• YOUR OBJECTIVE
Set out as a numbered list every line from the one containing "on the tall" through the final line, skipping blank lines and leaving the pictures out.

Dataset records on where objects are located

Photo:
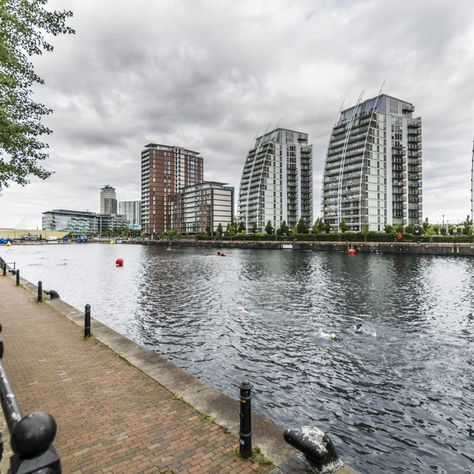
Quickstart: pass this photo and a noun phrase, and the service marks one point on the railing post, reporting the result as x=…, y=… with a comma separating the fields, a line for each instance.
x=31, y=436
x=245, y=420
x=87, y=321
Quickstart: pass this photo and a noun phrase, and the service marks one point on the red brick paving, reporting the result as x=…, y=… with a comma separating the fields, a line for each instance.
x=111, y=417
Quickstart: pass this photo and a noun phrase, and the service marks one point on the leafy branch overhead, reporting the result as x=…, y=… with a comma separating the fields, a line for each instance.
x=23, y=25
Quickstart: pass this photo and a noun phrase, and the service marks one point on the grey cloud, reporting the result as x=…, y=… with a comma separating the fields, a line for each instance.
x=210, y=75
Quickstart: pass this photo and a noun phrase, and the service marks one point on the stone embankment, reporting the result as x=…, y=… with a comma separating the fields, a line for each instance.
x=409, y=248
x=119, y=407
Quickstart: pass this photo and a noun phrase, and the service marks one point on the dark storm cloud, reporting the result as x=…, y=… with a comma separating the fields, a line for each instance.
x=211, y=75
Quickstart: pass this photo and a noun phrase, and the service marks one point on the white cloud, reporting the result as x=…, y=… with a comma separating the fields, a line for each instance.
x=210, y=75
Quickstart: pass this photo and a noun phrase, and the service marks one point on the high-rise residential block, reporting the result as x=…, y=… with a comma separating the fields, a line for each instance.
x=373, y=170
x=277, y=181
x=132, y=211
x=108, y=200
x=164, y=171
x=202, y=207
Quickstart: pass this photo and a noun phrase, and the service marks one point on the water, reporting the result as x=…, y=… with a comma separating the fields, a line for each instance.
x=397, y=397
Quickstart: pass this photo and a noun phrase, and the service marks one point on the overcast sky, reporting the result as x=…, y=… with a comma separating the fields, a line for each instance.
x=211, y=75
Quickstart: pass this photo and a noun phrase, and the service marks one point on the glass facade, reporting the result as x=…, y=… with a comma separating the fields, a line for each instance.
x=372, y=175
x=277, y=181
x=202, y=206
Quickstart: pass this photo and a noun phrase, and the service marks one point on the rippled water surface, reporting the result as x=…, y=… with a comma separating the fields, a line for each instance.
x=397, y=397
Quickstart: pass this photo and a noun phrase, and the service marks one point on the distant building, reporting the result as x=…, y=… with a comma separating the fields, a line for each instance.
x=164, y=171
x=132, y=210
x=277, y=181
x=82, y=222
x=202, y=206
x=108, y=200
x=77, y=222
x=373, y=171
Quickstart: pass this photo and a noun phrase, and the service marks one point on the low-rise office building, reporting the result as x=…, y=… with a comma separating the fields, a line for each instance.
x=82, y=222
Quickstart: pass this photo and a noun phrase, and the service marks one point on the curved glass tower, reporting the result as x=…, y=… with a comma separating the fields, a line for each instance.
x=277, y=181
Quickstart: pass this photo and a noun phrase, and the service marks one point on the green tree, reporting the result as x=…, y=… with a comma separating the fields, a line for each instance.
x=301, y=227
x=269, y=228
x=343, y=226
x=23, y=25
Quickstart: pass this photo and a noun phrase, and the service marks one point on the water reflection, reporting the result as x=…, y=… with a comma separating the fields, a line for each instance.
x=400, y=401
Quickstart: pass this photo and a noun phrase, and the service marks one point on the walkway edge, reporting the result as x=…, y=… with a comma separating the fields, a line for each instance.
x=201, y=396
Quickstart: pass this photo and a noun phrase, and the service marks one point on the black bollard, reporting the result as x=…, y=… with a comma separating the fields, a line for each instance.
x=246, y=420
x=40, y=291
x=87, y=321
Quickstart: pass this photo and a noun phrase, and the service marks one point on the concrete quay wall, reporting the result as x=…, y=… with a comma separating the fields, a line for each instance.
x=223, y=409
x=409, y=248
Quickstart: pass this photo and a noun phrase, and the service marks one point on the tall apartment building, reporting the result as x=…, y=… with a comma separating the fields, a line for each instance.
x=132, y=211
x=164, y=171
x=108, y=200
x=202, y=206
x=372, y=175
x=277, y=181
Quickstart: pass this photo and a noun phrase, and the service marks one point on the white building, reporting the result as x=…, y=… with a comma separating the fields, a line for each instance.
x=203, y=206
x=372, y=175
x=277, y=181
x=108, y=200
x=132, y=211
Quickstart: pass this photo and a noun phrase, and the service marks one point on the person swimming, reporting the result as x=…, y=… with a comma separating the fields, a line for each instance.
x=358, y=328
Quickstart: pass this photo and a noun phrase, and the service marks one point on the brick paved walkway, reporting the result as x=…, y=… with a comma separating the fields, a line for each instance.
x=111, y=417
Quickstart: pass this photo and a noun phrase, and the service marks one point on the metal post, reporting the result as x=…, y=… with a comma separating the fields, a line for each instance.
x=245, y=420
x=87, y=321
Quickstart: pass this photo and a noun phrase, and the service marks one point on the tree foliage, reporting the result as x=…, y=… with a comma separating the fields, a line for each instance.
x=23, y=25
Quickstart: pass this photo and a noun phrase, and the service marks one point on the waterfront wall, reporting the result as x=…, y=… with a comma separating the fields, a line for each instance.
x=409, y=248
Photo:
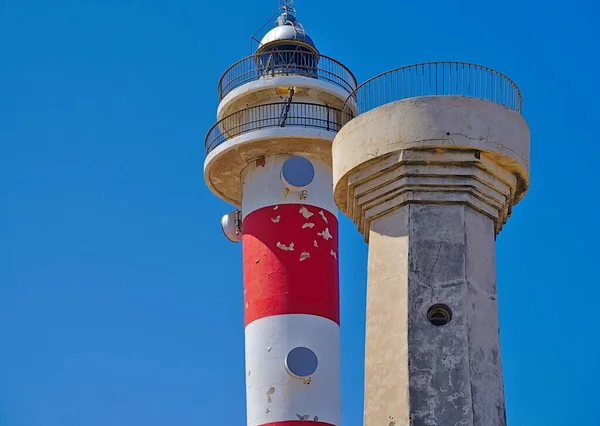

• FINAL RESULT
1. Quickstart: pass this photo and a noun phrase, and the service marks one point on the tall apartment building, reporting the result as x=…, y=… with a comma separating the fields, a line for each instance.
2. x=132, y=211
3. x=164, y=171
4. x=108, y=200
5. x=202, y=206
6. x=372, y=175
7. x=277, y=181
8. Quickstart: pass this photo and a noun phrase, and the service marks one point on the white building, reporting the result as x=…, y=… with a comma separating the fields, a line for each instance.
9. x=203, y=206
10. x=372, y=175
11. x=277, y=181
12. x=108, y=200
13. x=132, y=211
14. Quickstart: pass this photo and a noun phrase, and the service marks one point on the person swimming, reporting the result as x=…, y=… with a comma separating the fields, a line for each instance.
15. x=358, y=328
16. Quickstart: pass this photo and a noun phrase, and the service marks one point on the brick paved walkway, reporting the result as x=…, y=… with a comma separating the fields, a line for each instance.
17. x=111, y=417
18. Quickstart: pass this photo and a noun phrase, and the service marks one point on the metal post, reporting the result as x=…, y=… with a comma separating the fields, a line for each instance.
19. x=245, y=420
20. x=87, y=321
21. Quickstart: pass this photo and a noun phrase, and the service marks one point on the tree foliage, reporting the result as x=…, y=… with a comma separating the fields, a line for each instance.
22. x=23, y=25
23. Quickstart: pass this photo and a noun phrase, and the service marks one point on the waterfront wall, reporting the result as x=…, y=… with a comma separating the fields, a line for each instance.
24. x=409, y=248
25. Photo:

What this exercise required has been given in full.